QUOTED PASSAGE:

++++++++

Adjuvant therapies, such as endocrine treatment (also called anti-estrogen therapies) on estrogen receptor positive tumors, may eradicate some latent tumor cells. However, many patients with breast cancer still relapse despite the treatment. This occurrence suggests that a substantial proportion of micrometastases is resistant and remains viable for years to decades. Biological mechanisms underpinning therapeutic resistance and strategies to overcome it have been central to cancer research. Yet, very little is known about the biology of these micrometastases, which are the intended targets of adjuvant therapy, escape the effects of these treatments as single or small clumps of cells in distant organs.

Accordingly, Dr. Zhang's long-term research goals are two-fold: first, to elucidate biological mechanisms underpinning the persistence of micrometastases, and second to identify therapeutic strategies for the eradication of latent cancer cells. Bone is the organ most frequently involved by metastases of estrogen receptor positive breast cancers, especially those with long latency. In the upcoming year, Dr. Zhang aims to investigate mechanisms underlying the resistance of these micrometastases to standard hormonal therapies (estrogen deprivation and tamoxifen treatment) in bone itself.

++++++++

Collected data entries:

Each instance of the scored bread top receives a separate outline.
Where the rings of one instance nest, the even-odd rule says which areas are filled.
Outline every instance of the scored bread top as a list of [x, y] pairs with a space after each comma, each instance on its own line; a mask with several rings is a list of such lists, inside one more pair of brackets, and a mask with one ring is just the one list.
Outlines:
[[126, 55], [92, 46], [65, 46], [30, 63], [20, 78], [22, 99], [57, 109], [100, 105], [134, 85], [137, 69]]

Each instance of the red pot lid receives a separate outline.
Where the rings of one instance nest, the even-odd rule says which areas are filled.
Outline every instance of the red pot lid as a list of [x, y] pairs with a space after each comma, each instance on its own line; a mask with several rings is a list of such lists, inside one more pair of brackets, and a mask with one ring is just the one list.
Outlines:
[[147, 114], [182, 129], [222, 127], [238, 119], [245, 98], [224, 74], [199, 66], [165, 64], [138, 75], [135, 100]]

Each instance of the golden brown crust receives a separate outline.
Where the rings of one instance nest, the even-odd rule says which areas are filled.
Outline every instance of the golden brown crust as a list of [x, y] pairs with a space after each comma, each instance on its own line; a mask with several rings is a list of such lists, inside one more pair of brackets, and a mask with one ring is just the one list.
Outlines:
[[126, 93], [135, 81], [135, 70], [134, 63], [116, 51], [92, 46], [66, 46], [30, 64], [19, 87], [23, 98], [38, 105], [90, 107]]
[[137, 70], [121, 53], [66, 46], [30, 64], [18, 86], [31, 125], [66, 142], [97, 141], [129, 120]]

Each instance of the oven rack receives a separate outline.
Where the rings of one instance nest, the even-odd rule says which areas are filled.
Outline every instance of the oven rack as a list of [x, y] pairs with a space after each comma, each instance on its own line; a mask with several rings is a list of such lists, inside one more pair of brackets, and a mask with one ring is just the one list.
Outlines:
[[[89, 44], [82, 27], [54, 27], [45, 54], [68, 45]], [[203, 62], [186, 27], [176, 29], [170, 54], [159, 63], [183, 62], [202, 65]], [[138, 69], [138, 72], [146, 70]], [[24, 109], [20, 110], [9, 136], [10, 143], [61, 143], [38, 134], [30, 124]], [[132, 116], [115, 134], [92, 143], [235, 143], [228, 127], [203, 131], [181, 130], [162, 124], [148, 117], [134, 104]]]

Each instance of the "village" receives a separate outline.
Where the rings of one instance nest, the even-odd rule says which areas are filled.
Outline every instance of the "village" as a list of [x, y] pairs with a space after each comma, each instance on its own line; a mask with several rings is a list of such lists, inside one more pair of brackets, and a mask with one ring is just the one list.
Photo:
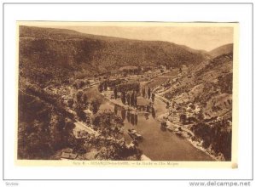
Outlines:
[[[67, 110], [75, 116], [73, 132], [77, 139], [88, 139], [88, 136], [90, 136], [119, 144], [123, 142], [123, 146], [133, 150], [137, 147], [140, 139], [143, 139], [143, 137], [140, 132], [133, 128], [128, 129], [127, 132], [124, 132], [122, 127], [115, 129], [119, 133], [129, 134], [132, 139], [130, 143], [124, 143], [125, 140], [120, 140], [123, 135], [119, 136], [119, 139], [115, 139], [113, 137], [108, 138], [108, 136], [106, 138], [102, 129], [95, 129], [92, 121], [98, 112], [103, 99], [127, 110], [129, 113], [127, 112], [125, 116], [131, 114], [137, 116], [137, 114], [144, 114], [145, 116], [148, 116], [149, 114], [152, 114], [159, 122], [161, 130], [168, 130], [178, 137], [188, 139], [193, 146], [203, 150], [212, 159], [224, 160], [222, 155], [217, 155], [212, 150], [203, 149], [203, 140], [195, 138], [191, 130], [194, 123], [197, 122], [199, 119], [204, 120], [205, 118], [201, 106], [189, 102], [189, 100], [182, 100], [181, 99], [173, 101], [164, 97], [164, 94], [172, 86], [178, 86], [183, 77], [189, 78], [189, 76], [186, 65], [183, 65], [179, 69], [170, 68], [168, 70], [164, 65], [148, 68], [127, 66], [120, 68], [119, 72], [111, 72], [96, 77], [71, 79], [67, 86], [51, 84], [49, 87], [46, 87], [44, 91], [51, 95], [61, 96], [61, 103]], [[90, 89], [97, 90], [102, 98], [89, 102], [88, 100], [93, 99], [93, 96], [88, 96], [85, 94]], [[90, 99], [90, 97], [91, 98]], [[155, 106], [155, 100], [160, 102], [160, 107], [163, 105], [165, 110], [160, 111], [158, 106]], [[182, 102], [178, 102], [179, 100]], [[79, 106], [79, 103], [84, 102], [86, 105]], [[158, 104], [158, 105], [160, 105]], [[80, 107], [79, 110], [82, 111], [78, 110], [78, 107]], [[131, 115], [125, 116], [125, 118], [128, 117], [129, 119]], [[221, 118], [215, 119], [216, 122], [221, 120]], [[131, 121], [134, 122], [134, 118]], [[95, 152], [92, 154], [95, 156], [96, 151], [93, 150], [92, 152]], [[86, 154], [86, 156], [89, 156], [88, 159], [90, 159], [91, 154]], [[142, 155], [141, 157], [144, 160], [150, 160], [145, 155]], [[61, 152], [61, 158], [77, 159], [79, 156], [73, 155], [73, 151], [68, 150]], [[80, 159], [84, 159], [84, 156], [80, 156]]]

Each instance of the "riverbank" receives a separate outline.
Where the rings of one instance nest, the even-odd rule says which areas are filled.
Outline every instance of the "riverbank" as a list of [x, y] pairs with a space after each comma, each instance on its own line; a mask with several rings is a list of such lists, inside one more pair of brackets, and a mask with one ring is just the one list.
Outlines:
[[[188, 140], [194, 147], [197, 150], [203, 151], [205, 154], [208, 155], [214, 161], [224, 161], [222, 156], [216, 156], [212, 150], [205, 149], [202, 146], [203, 140], [195, 139], [195, 134], [192, 131], [187, 128], [184, 126], [181, 126], [178, 124], [172, 123], [170, 121], [166, 121], [166, 128], [172, 133], [177, 134], [179, 137], [182, 137]], [[196, 139], [196, 140], [195, 140]]]
[[[119, 105], [122, 108], [124, 108], [125, 110], [131, 110], [131, 111], [134, 111], [137, 114], [141, 113], [141, 114], [145, 114], [145, 113], [148, 113], [147, 111], [143, 111], [143, 110], [137, 110], [137, 108], [135, 107], [132, 107], [132, 106], [129, 106], [127, 105], [124, 105], [121, 101], [121, 99], [119, 98], [118, 98], [117, 99], [111, 99], [111, 94], [113, 94], [112, 91], [105, 91], [103, 93], [101, 93], [101, 94], [106, 99], [108, 99], [109, 102], [116, 105]], [[144, 99], [143, 97], [138, 97], [138, 99], [143, 99], [143, 102], [145, 103], [148, 103], [149, 105], [149, 101], [147, 99]]]

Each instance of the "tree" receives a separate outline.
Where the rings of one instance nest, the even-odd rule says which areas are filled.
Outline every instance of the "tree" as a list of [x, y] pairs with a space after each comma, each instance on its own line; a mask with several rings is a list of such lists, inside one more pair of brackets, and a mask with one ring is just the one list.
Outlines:
[[82, 96], [83, 96], [83, 92], [82, 91], [79, 91], [77, 93], [77, 101], [78, 101], [78, 103], [82, 102]]
[[91, 106], [91, 110], [92, 110], [93, 114], [96, 114], [100, 109], [101, 103], [98, 99], [94, 99], [91, 101], [90, 106]]
[[115, 99], [117, 99], [117, 88], [115, 88], [113, 89], [113, 97]]
[[134, 106], [137, 106], [137, 92], [134, 93], [133, 102], [134, 102]]
[[134, 106], [134, 92], [132, 92], [131, 95], [131, 105]]
[[85, 121], [86, 120], [86, 115], [84, 112], [84, 107], [82, 105], [81, 103], [77, 103], [76, 108], [75, 108], [75, 111], [77, 112], [78, 116], [83, 120]]
[[99, 90], [100, 93], [102, 93], [103, 91], [103, 88], [102, 88], [102, 83], [99, 84], [98, 90]]
[[88, 106], [88, 97], [85, 93], [83, 94], [83, 104], [84, 107]]
[[143, 97], [145, 98], [146, 96], [146, 91], [145, 91], [145, 88], [143, 88]]
[[151, 90], [150, 88], [148, 88], [148, 99], [150, 99]]
[[187, 116], [185, 114], [181, 114], [179, 116], [179, 120], [182, 123], [185, 123], [187, 120]]
[[73, 105], [73, 99], [72, 98], [68, 99], [68, 100], [67, 100], [68, 107], [72, 108]]
[[126, 101], [127, 101], [128, 105], [131, 105], [131, 95], [129, 93], [126, 94]]
[[126, 100], [125, 100], [125, 92], [122, 92], [121, 100], [122, 100], [122, 103], [124, 105], [125, 105]]
[[154, 98], [155, 98], [155, 94], [154, 93], [152, 93], [152, 94], [151, 94], [151, 99], [152, 99], [153, 103], [154, 102]]

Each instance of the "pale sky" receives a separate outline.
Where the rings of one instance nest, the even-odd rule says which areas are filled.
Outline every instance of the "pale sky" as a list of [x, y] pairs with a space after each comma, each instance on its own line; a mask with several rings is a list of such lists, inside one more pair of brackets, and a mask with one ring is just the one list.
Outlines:
[[233, 27], [219, 26], [45, 26], [79, 32], [148, 41], [166, 41], [210, 51], [233, 42]]

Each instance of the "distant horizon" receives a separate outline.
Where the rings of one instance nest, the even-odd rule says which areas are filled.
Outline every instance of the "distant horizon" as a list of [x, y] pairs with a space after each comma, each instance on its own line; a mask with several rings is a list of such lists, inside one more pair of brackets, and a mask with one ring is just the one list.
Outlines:
[[26, 26], [67, 29], [84, 34], [131, 40], [169, 42], [187, 46], [192, 49], [207, 52], [224, 45], [234, 43], [232, 27], [64, 26], [36, 25]]

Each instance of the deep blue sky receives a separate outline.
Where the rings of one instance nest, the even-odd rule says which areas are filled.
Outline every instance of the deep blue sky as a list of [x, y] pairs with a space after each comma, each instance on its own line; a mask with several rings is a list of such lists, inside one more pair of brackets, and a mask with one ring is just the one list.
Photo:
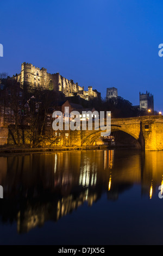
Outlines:
[[163, 111], [162, 11], [160, 0], [1, 0], [0, 72], [28, 62], [134, 105], [147, 90]]

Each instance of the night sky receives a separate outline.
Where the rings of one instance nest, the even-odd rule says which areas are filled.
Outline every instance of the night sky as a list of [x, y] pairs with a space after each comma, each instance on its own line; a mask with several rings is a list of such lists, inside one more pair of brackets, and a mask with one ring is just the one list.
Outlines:
[[163, 111], [163, 1], [1, 0], [0, 72], [21, 72], [28, 62], [104, 97], [106, 88], [139, 105], [154, 94]]

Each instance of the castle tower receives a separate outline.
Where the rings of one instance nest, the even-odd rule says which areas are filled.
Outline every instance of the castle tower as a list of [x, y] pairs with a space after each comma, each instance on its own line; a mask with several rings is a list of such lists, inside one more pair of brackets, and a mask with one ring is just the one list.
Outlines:
[[106, 89], [106, 100], [109, 100], [111, 98], [117, 98], [118, 97], [118, 90], [115, 87], [110, 87]]
[[146, 94], [140, 93], [140, 108], [142, 110], [151, 109], [154, 111], [153, 95], [146, 92]]

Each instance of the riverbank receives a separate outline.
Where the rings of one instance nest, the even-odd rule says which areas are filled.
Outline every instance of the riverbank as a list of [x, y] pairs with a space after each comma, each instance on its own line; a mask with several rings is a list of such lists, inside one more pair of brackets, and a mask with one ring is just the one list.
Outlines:
[[0, 148], [0, 155], [5, 154], [16, 154], [16, 153], [39, 153], [46, 152], [58, 152], [62, 151], [76, 151], [85, 150], [92, 149], [108, 149], [110, 148], [110, 146], [107, 145], [102, 145], [98, 146], [85, 146], [85, 147], [60, 147], [54, 148], [30, 148], [29, 147], [20, 147], [17, 146], [7, 145], [3, 148]]

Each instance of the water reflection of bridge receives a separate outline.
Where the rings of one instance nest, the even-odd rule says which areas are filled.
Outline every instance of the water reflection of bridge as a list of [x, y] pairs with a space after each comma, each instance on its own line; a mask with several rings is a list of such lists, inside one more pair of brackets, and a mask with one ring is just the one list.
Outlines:
[[27, 232], [58, 221], [85, 202], [92, 206], [104, 192], [117, 200], [136, 184], [142, 194], [151, 197], [161, 184], [162, 155], [88, 150], [1, 157], [2, 220], [17, 221], [18, 231]]

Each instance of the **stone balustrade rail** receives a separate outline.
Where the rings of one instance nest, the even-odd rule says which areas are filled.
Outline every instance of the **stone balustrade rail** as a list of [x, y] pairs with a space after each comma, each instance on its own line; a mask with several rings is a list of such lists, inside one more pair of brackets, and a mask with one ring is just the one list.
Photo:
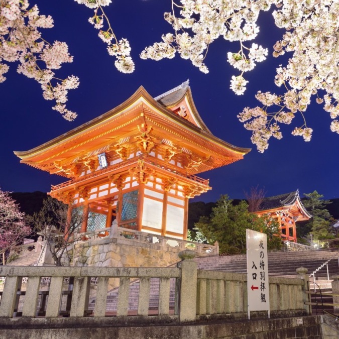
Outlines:
[[[0, 317], [37, 316], [70, 318], [116, 316], [133, 318], [129, 311], [131, 281], [140, 279], [136, 314], [142, 319], [181, 323], [213, 316], [246, 318], [247, 276], [197, 269], [192, 259], [195, 253], [185, 250], [179, 254], [183, 259], [176, 268], [0, 267], [0, 275], [6, 277], [0, 292]], [[298, 269], [298, 278], [269, 278], [271, 314], [276, 316], [297, 315], [310, 313], [308, 277], [306, 269]], [[23, 277], [28, 277], [22, 291]], [[41, 279], [50, 277], [48, 291], [42, 291]], [[69, 278], [65, 284], [64, 278]], [[90, 282], [97, 278], [94, 311], [88, 310]], [[106, 311], [110, 278], [119, 278], [118, 307], [115, 314]], [[160, 280], [159, 306], [150, 310], [150, 279]], [[170, 309], [170, 280], [176, 280], [175, 309]], [[47, 296], [48, 297], [46, 297]], [[22, 309], [19, 310], [19, 299]], [[147, 318], [148, 320], [147, 320]], [[115, 320], [115, 319], [116, 320]], [[152, 320], [152, 321], [153, 321]], [[71, 321], [70, 320], [70, 321]], [[131, 320], [132, 321], [132, 320]]]

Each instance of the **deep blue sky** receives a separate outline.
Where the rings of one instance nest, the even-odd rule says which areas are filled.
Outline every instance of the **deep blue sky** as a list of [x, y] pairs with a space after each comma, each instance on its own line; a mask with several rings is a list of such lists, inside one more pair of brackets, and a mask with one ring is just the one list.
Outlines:
[[[306, 114], [308, 125], [314, 130], [310, 142], [292, 137], [294, 127], [286, 126], [282, 130], [283, 139], [272, 140], [263, 154], [252, 145], [251, 133], [237, 118], [244, 106], [259, 103], [254, 98], [257, 90], [276, 90], [275, 68], [286, 62], [272, 56], [272, 46], [283, 31], [272, 26], [270, 13], [261, 18], [258, 39], [269, 48], [269, 57], [246, 75], [248, 89], [245, 95], [237, 96], [229, 86], [232, 75], [238, 74], [226, 62], [227, 52], [238, 49], [235, 43], [220, 38], [211, 45], [206, 59], [207, 75], [178, 56], [160, 61], [140, 59], [145, 47], [171, 32], [163, 16], [170, 11], [169, 0], [114, 0], [106, 8], [116, 34], [131, 43], [136, 67], [132, 74], [121, 73], [114, 67], [114, 58], [88, 22], [91, 10], [73, 0], [31, 3], [37, 4], [41, 14], [50, 14], [54, 19], [54, 28], [43, 30], [45, 37], [50, 42], [66, 41], [74, 56], [74, 62], [64, 64], [56, 74], [80, 78], [80, 86], [70, 91], [68, 102], [68, 108], [79, 116], [72, 123], [64, 120], [51, 109], [52, 102], [42, 98], [40, 85], [18, 74], [16, 65], [11, 64], [8, 79], [0, 84], [0, 187], [3, 190], [47, 192], [51, 184], [65, 180], [20, 164], [13, 151], [31, 149], [93, 119], [121, 103], [140, 85], [156, 96], [189, 78], [196, 106], [212, 133], [236, 146], [253, 149], [243, 160], [201, 174], [210, 178], [212, 190], [195, 201], [215, 201], [224, 193], [242, 198], [244, 191], [257, 185], [265, 187], [267, 196], [299, 188], [301, 195], [316, 190], [326, 198], [339, 197], [339, 135], [330, 131], [330, 119], [321, 105], [313, 104]], [[299, 118], [297, 120], [301, 122]]]

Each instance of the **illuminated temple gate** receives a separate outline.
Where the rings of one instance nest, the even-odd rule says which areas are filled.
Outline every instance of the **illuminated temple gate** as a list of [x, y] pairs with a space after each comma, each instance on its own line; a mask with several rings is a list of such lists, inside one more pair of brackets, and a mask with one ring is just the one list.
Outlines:
[[140, 87], [108, 112], [15, 153], [23, 163], [70, 179], [50, 194], [84, 213], [82, 232], [115, 219], [119, 227], [185, 239], [188, 199], [211, 189], [196, 174], [249, 151], [212, 135], [186, 81], [156, 98]]
[[268, 214], [278, 222], [283, 240], [297, 242], [296, 221], [308, 220], [312, 215], [306, 210], [299, 196], [299, 191], [265, 198], [260, 210], [255, 212], [259, 215]]

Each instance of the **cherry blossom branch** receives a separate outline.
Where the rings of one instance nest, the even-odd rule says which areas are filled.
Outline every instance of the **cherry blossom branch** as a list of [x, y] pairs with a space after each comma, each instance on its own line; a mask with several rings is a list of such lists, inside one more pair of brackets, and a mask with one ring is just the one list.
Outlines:
[[53, 19], [40, 15], [36, 5], [30, 8], [28, 0], [1, 0], [0, 4], [0, 82], [6, 80], [4, 74], [9, 70], [5, 62], [18, 62], [18, 73], [38, 81], [44, 97], [55, 100], [53, 109], [65, 119], [74, 120], [77, 115], [67, 109], [65, 103], [68, 90], [78, 86], [78, 79], [73, 75], [58, 79], [51, 70], [71, 62], [73, 57], [65, 43], [51, 44], [38, 30], [53, 27]]
[[[123, 38], [119, 40], [113, 31], [108, 17], [106, 15], [103, 7], [109, 5], [111, 0], [75, 0], [78, 4], [84, 5], [89, 8], [94, 10], [94, 16], [88, 19], [88, 22], [93, 25], [94, 28], [100, 30], [98, 37], [107, 44], [107, 50], [109, 55], [116, 57], [114, 64], [117, 69], [123, 73], [132, 73], [134, 71], [135, 65], [131, 57], [131, 47], [127, 39]], [[98, 11], [101, 14], [98, 15]], [[107, 28], [102, 30], [104, 24]], [[114, 40], [115, 43], [112, 43]]]

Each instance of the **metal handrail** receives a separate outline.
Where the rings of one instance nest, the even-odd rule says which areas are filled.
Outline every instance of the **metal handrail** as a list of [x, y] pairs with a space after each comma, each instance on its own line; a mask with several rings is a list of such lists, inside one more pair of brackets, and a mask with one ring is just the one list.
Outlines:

++++++++

WHAT THE EXERCISE ASKS: Resume the passage on treatment-resistant breast cancer micrometastases after its final sentence, adding a few sentences in the same voice.

REPLY:
Mid-year Progress: Dr. Zhang's overarching objective is to discover molecular mechanisms and therapeutic strategies that can lead to the eradication of slowly-growing or dormant cancer cells in the bone marrow of breast cancer patients. These cells are usually resistant to traditional adjuvant therapies. Thus, how to overcome the resistance is an imperative question and is the focus of this project.

During this grant period, Dr. Zhang has fulfilled the following tasks. First, he and colleagues have established two estrogen receptor-positive (ER+) breast cancer cell models that, when introduced to the bone marrow, exhibit indolent growth and/or dormancy behavior. These models provide promising systems for the researchers to further investigate resistance to anti-hormonal therapies. Second, Dr. Zhang has found that the indolence/dormancy of these cancer cells remain for weeks after the host bone is extracted, fragmented, and kept in culture dishes. This finding raises intriguing possibility of a "tissue-in-culture" system, which can be used not only as a surrogate of laboratory model experiments, but also as a new platform for medium-throughput screenings of effective drugs.